====== Supplied entries ======

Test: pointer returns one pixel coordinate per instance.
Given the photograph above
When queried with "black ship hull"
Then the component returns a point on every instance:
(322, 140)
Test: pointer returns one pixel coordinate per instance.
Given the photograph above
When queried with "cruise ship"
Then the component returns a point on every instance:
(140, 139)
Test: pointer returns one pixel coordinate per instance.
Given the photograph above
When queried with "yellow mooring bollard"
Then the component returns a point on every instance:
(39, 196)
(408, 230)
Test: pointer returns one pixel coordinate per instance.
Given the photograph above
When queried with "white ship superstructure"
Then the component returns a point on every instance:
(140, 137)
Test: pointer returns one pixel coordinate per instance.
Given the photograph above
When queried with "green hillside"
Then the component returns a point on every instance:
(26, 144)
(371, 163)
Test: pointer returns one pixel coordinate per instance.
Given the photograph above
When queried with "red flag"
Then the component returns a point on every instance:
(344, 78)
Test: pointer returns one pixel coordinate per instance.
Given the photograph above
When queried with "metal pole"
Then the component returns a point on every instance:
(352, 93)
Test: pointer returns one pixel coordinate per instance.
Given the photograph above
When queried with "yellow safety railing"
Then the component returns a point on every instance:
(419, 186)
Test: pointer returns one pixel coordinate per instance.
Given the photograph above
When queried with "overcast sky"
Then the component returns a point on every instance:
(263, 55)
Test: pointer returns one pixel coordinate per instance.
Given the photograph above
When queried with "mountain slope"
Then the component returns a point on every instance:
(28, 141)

======
====== Supplied entries ======

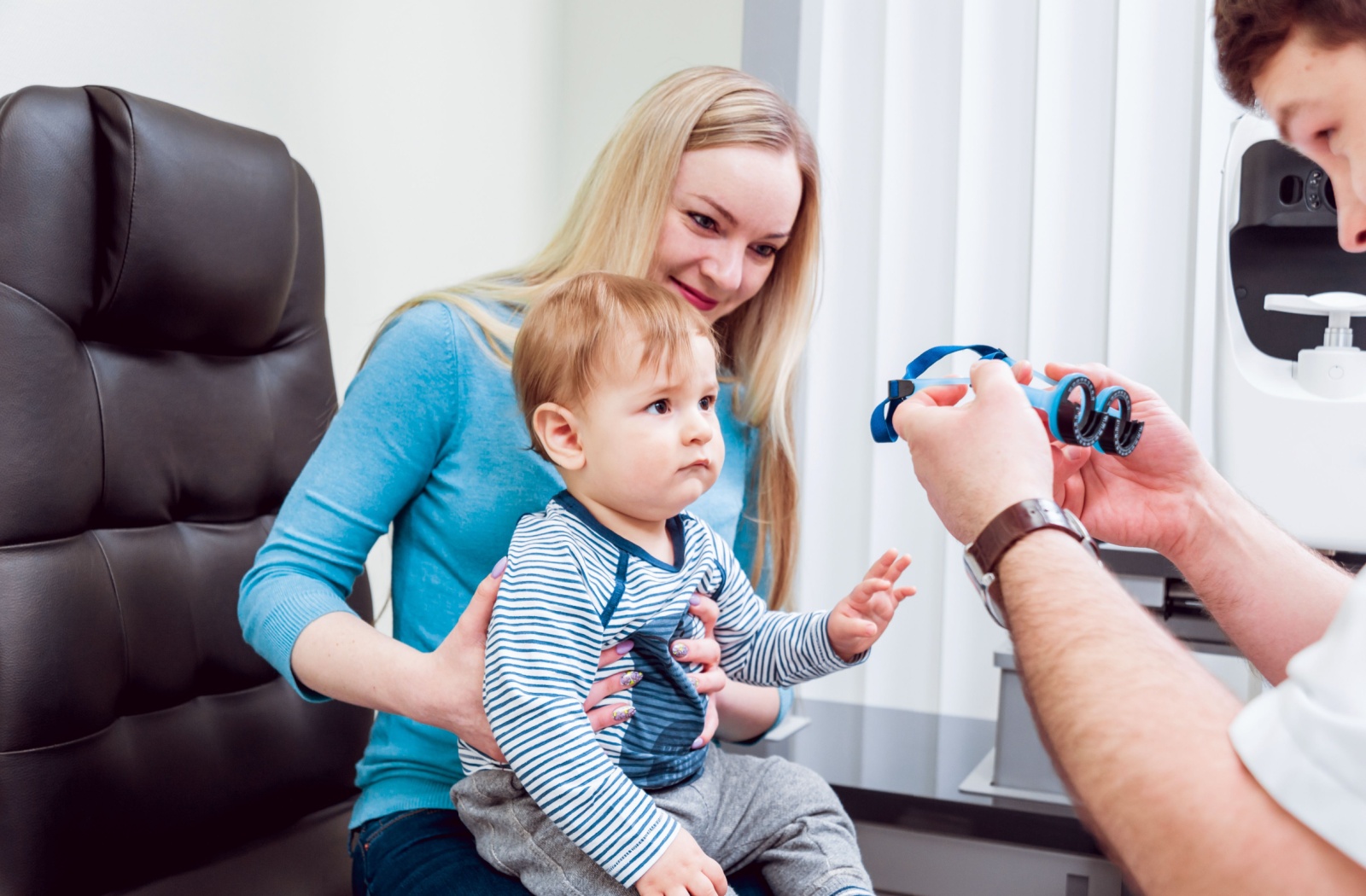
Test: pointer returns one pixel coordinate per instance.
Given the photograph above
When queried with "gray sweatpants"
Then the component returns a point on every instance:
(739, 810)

======

*Task objective:*
Gather each line in the entries that includes the word "yellow".

*Final result:*
When queried with "yellow mooring bollard"
When queried with "yellow safety railing"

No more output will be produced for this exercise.